- **Exercise details**:
From the line containing "Would you mind pointing to the dark tree branch" through the last line of the entries below, transcribe each line exactly, excluding any picture.

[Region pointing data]
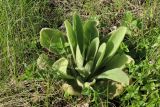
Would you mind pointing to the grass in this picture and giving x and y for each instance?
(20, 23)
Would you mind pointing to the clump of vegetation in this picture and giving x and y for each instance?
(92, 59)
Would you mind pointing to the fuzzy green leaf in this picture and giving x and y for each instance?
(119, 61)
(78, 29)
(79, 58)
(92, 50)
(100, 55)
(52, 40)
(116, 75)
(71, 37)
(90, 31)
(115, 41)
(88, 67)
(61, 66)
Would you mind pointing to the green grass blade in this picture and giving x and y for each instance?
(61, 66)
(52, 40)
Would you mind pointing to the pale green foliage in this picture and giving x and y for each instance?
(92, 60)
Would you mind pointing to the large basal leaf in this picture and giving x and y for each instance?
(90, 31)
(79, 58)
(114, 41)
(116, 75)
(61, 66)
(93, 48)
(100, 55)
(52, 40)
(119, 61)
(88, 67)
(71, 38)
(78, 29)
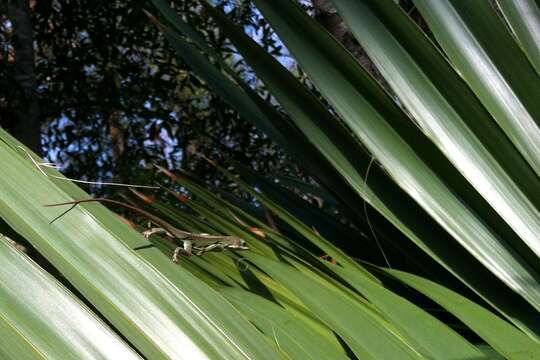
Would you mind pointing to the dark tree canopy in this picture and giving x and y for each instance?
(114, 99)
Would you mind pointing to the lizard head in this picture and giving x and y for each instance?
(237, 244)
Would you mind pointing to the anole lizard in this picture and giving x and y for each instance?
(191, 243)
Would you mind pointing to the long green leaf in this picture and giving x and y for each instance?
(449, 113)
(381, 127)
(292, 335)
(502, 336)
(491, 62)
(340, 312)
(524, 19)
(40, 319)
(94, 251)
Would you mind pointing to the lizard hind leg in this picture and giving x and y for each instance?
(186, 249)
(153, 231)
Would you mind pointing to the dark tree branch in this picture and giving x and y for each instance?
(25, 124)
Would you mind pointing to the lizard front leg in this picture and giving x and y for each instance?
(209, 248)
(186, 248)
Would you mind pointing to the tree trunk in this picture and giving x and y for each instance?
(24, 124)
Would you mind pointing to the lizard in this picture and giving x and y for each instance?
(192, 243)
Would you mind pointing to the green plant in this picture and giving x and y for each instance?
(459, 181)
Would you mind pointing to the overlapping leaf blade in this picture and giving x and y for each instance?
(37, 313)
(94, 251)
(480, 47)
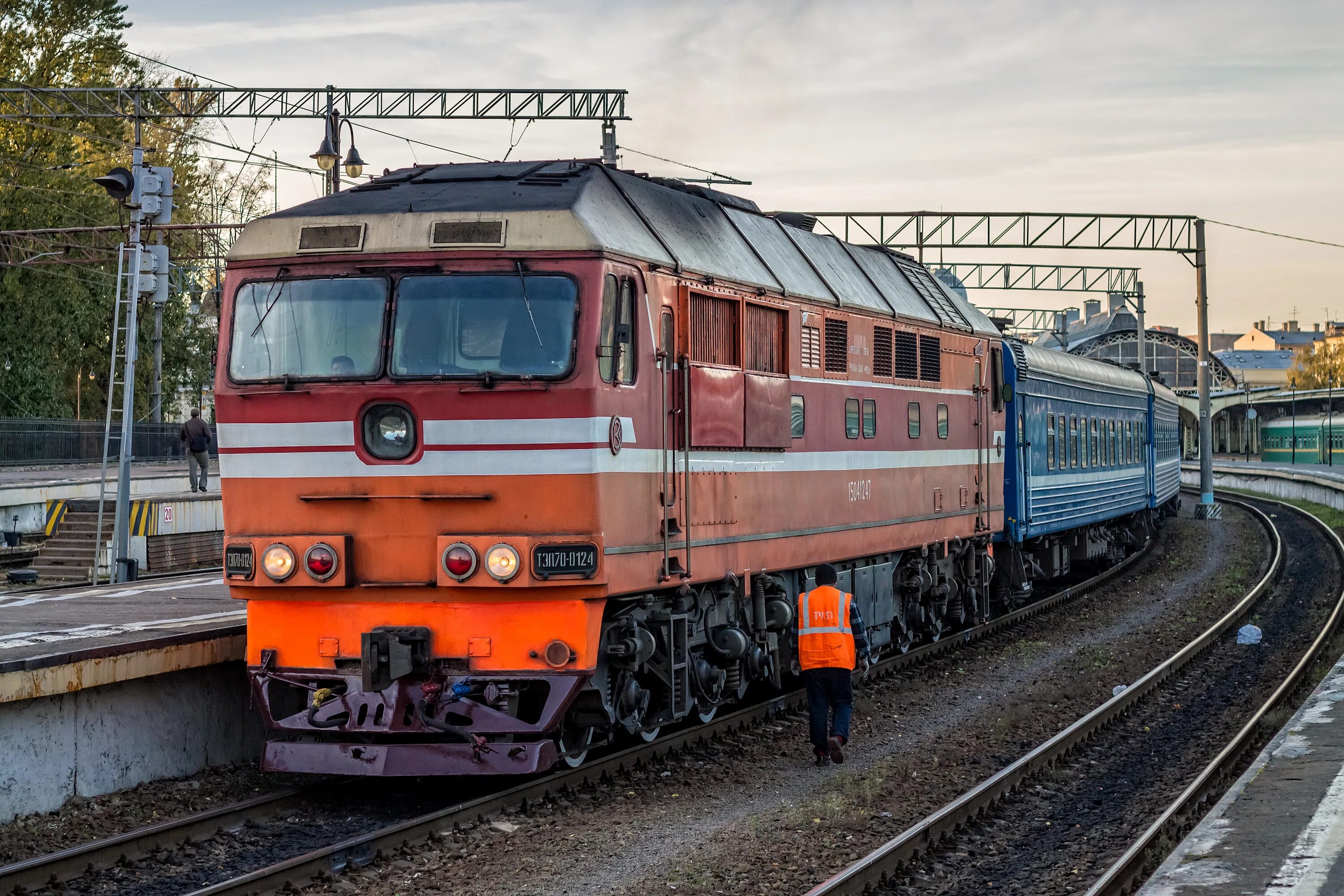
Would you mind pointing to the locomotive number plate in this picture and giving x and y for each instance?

- **Result of this task**:
Would you mind pointing to the dark tree branch in this picture and giving x and y for each instance?
(25, 124)
Would you mind pointing to the lizard front leg in this picture and giving x and y for each instance?
(209, 248)
(186, 248)
Would you mind pointing to the tree trunk in this picture and giving x and y for each instance?
(24, 124)
Would you mind pointing to the lizard in this picture and giving x and y for each instance?
(192, 243)
Would you mind pointing to the green plant in this picture and giving x and y for each instance?
(459, 181)
Would you mind pointing to the overlapping leaf blade in this picture and giving x and y for each instance?
(37, 313)
(94, 251)
(480, 47)
Would you mind pointing to the locomotive number plate in this picture and giving x and y for each instance?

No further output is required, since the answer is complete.